What is required
Restate every record word for word, without the pictures.

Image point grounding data
__________________________________________________

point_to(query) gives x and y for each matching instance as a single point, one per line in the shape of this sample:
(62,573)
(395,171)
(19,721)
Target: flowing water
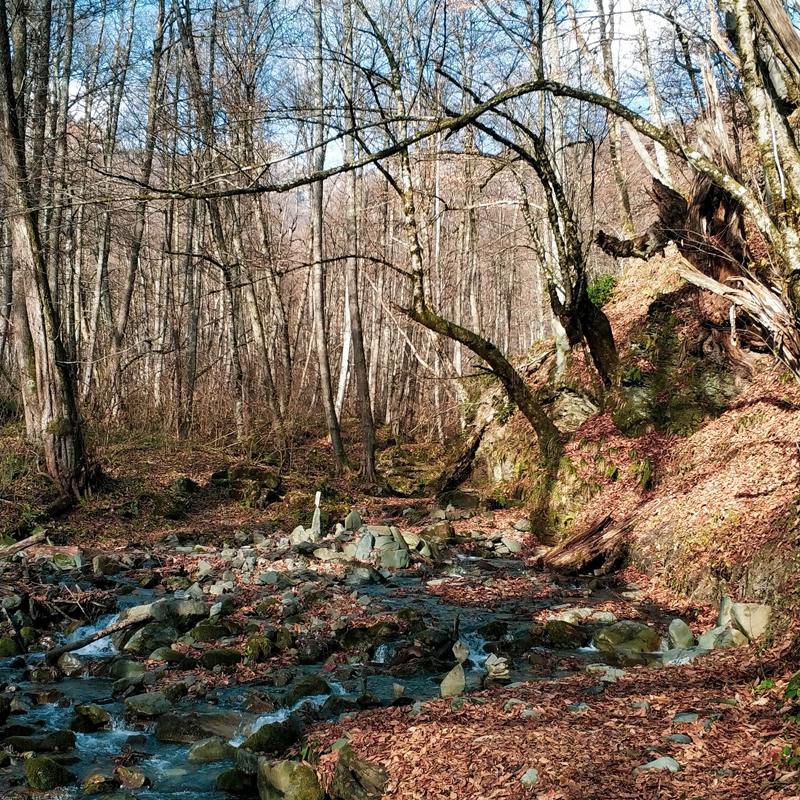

__________________________________________________

Solution
point_to(query) gives x and y for each matching instance as a single point, one per line in the shape of this sample:
(62,573)
(395,171)
(19,721)
Target: flowing water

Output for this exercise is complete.